Provided passage

§ §

Few albums this year have done such a striking job of wringing appeal out of deep-rooted melancholy as the third record by Gorillaz, who have been freed from the group's cartoon-band constraints to provide Damon Albarn's deftest work of pop modernism in the past decade. At its peaks-- the blissfully tense electro-funk of "Stylo", the longing pop-house of "On Melancholy Hill", the title track's Morricone-meets-Moroder spaghetti western new wave-- Plastic Beach provides the thrills of hooky, well-crafted pop with a feeling of baroque dejection. And its sleek production is craftily undercut with a cast of voices that mutter wearily (Mark E. Smith on "Glitter Freeze"; Lou Reed on "Some Kind of Nature"), belt heartachingly (Bobby Womack on "Stylo" and "Cloud of Unknowing"), lonesomely serenade (Little Dragon's Yukimi Nagano on "Empire Ants" and "To Binge")-- or, as Albarn does more compellingly than he has in ages, wail with a haunting ennui. --Nate Patrin


34. Crystal Castles

Crystal Castles

[Last Gang / Universal Motown]

Crystal Castles are a standoff kind of band. Run-ins with security and fans, as well as plagiarism accusations made for an uneasy build-up to an already tough task of following up a debut album that defined a fleeting subgenre. The band approached the challenge with the same ethos of their live show-- diving in at the deep end, lead single "Doe Deer" provoking the haters with its bombed-out fury. It turned out to be a sleight of hand for one of the most surprising successes of the year. On this year's Crystal Castles, the band hammered the spectral shapes of the first album into something with focus and menace. It also had a heart, "Celestica" and "Empathy" proving to be two unexpectedly warm moments. It goes some way toward gathering up the shitstorm and blowing it into the distance. --Hari Ashurst


33. The Tallest Man on Earth

The Wild Hunt

[Dead Oceans]

Four years after releasing his self-titled debut EP, the Tallest Man on Earth is still rambling around, changing up his Spartan sound just enough to make each new release distinctive. Drawing inspiration from the wilderness, The Wild Hunt may be his best and most refined album to date, full of songs that sound like he dug them out of the earth, still caked with dirt and fossils. The rare extroverted folkie, Kristian Matsson plays and sings loud, projecting outward instead of inward, as if to fill the entire valley with music. Rather than exhaust the possibilities of his voice and rambunctious guitar playing, The Wild Hunt finds new variations in the combination of these two basic elements, toggling between Dylan and Dock Boggs, rural and urban, outraged and pensive. And then there's the twist ending you never see coming: "Kids on the Run" switches from his trusty guitar to a wobbly tuned piano for a power ballad about adolescent angst, which does in three minutes what the Arcade Fire do in a full album. As gorgeous and lonely and conspiratorial as it may be, the song more crucially points the way to subtly new permutations of the Tallest Man sound, as if Matsson has so many new canyons and passes to explore. --Stephen M. Deusner


32. Tyler, the Creator

Bastard

[self-released]

After a few decades of murders and crack deals, gangsta rap bloodthirst has lost a lot of its sting. But here we have a teenage skate-rat snarling in a demonic, asthma-wrecked rasp, talking about rape and dismemberment and coke-snorting and throwing in homophobic slurs, and suddenly every wound is fresh again. Bastard is a rough listen, to be sure; if you can hear it without wincing every 30 seconds or so-- without feeling some genuine despair-- you might have some serious problems of your own. But as with the most successful transgressive art, its ugliness digs deep into your brainpan and stays there.

§ §

Stated task 1
According to the album reviews, which label released The Wild Hunt?

§ §

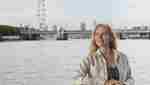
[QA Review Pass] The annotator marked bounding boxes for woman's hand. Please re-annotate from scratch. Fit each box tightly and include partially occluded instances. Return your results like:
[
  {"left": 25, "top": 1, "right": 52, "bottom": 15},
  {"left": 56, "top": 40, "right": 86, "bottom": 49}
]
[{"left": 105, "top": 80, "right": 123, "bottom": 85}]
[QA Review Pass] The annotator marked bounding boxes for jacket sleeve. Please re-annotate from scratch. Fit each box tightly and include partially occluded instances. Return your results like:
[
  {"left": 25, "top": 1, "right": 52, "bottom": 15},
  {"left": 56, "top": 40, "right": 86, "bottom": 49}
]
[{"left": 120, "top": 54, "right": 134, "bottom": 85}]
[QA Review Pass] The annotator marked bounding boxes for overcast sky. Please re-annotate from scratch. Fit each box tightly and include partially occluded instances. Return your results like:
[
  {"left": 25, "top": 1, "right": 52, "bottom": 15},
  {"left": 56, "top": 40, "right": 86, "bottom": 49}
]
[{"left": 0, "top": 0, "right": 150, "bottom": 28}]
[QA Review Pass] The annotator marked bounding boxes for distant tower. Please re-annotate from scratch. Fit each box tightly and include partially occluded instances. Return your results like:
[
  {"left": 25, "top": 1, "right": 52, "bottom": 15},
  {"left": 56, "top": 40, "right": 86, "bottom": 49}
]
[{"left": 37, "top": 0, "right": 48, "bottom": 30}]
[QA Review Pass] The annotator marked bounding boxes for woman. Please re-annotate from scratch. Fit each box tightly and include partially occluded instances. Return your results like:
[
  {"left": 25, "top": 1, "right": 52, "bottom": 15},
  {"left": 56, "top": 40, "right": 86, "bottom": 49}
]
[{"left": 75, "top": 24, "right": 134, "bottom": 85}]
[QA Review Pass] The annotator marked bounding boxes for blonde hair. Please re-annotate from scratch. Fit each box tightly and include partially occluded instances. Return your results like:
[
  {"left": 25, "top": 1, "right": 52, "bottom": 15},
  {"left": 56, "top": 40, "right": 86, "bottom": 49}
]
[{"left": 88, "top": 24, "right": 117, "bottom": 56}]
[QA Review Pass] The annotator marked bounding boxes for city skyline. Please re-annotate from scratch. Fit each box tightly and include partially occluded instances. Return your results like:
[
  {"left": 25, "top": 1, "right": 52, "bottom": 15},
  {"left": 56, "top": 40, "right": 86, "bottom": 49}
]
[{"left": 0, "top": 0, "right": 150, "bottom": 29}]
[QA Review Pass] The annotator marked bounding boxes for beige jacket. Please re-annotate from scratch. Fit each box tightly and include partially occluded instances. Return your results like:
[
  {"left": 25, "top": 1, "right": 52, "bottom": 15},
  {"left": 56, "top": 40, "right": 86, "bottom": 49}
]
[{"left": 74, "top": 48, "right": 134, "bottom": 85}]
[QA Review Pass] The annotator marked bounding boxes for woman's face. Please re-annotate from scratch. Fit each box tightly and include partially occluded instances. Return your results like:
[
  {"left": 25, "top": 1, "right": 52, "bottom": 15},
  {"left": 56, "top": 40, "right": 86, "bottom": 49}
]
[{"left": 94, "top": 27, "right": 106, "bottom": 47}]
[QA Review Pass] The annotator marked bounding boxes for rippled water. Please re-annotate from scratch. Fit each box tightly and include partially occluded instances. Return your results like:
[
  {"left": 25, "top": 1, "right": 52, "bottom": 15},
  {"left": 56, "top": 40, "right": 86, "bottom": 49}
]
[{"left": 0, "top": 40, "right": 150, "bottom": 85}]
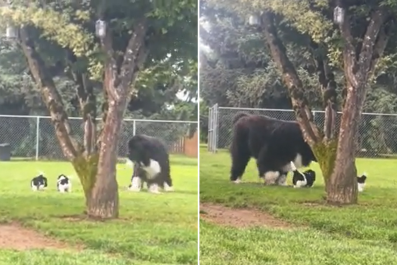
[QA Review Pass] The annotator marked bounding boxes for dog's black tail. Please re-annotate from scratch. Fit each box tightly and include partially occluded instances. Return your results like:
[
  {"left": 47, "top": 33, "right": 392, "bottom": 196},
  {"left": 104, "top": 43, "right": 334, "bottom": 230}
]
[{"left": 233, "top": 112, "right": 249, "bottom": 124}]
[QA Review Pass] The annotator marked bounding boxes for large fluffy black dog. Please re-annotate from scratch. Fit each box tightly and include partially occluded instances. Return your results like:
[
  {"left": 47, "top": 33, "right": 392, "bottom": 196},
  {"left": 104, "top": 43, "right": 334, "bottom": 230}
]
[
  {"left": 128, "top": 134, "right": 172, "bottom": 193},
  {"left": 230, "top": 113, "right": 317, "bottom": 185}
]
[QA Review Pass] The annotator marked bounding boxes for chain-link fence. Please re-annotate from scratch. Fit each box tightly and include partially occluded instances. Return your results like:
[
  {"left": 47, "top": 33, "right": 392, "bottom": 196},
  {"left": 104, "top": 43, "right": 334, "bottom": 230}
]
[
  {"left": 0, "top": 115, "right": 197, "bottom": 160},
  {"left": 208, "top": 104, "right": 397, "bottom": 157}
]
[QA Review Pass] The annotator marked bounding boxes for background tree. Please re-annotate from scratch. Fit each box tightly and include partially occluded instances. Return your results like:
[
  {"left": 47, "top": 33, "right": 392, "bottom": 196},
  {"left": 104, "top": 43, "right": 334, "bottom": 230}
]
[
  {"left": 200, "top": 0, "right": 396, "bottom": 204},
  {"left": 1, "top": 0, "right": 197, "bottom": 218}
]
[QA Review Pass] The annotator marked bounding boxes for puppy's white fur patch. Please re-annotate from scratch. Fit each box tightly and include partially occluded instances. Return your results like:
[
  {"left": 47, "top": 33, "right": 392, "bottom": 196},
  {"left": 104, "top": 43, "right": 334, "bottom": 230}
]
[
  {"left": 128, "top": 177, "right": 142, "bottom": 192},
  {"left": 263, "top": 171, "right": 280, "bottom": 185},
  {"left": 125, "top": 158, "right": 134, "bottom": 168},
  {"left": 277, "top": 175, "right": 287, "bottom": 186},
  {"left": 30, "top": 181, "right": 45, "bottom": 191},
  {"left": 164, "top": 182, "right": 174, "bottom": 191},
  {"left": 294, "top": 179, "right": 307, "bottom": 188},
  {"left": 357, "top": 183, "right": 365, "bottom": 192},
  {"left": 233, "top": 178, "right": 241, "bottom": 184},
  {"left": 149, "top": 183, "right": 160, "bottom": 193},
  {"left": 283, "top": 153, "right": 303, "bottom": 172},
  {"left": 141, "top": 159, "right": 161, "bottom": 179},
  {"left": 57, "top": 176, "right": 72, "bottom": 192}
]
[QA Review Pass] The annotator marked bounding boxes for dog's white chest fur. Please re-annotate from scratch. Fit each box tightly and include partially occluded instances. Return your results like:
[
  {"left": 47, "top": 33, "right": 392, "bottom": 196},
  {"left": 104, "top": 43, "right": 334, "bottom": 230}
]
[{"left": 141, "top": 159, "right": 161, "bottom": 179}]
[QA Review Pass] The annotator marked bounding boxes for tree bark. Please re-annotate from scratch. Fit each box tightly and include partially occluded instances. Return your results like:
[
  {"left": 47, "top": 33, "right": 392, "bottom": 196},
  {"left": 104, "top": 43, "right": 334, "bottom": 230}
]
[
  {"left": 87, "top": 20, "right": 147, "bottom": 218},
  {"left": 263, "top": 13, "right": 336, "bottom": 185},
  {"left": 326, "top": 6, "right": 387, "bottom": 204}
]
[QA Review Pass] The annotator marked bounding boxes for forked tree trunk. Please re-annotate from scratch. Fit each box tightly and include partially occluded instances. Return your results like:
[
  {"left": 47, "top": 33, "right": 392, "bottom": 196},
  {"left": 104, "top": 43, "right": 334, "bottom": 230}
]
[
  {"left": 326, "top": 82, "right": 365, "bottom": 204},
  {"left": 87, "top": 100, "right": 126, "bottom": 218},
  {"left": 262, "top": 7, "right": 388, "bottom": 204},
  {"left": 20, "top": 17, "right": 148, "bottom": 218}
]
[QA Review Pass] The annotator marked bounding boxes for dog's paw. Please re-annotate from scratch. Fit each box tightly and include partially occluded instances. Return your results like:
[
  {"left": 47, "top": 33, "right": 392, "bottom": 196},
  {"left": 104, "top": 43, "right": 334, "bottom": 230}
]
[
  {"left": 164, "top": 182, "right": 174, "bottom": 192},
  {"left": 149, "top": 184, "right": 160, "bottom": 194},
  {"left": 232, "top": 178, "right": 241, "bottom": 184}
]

§ §

Stated task 2
Filter the rows above, keeping only the ones that contain the word "black".

Full response 1
Dead Oceans

Full response 2
[QA Review Pass] The annotator marked bounding boxes for dog's black tail. Please re-annotate from scratch. Fit each box tightly and include partially occluded instances. Return your results like:
[QA Review Pass] The annotator marked bounding boxes for large fluffy black dog. Please re-annotate from scratch. Fit each box tightly and include partially occluded instances. Return your results like:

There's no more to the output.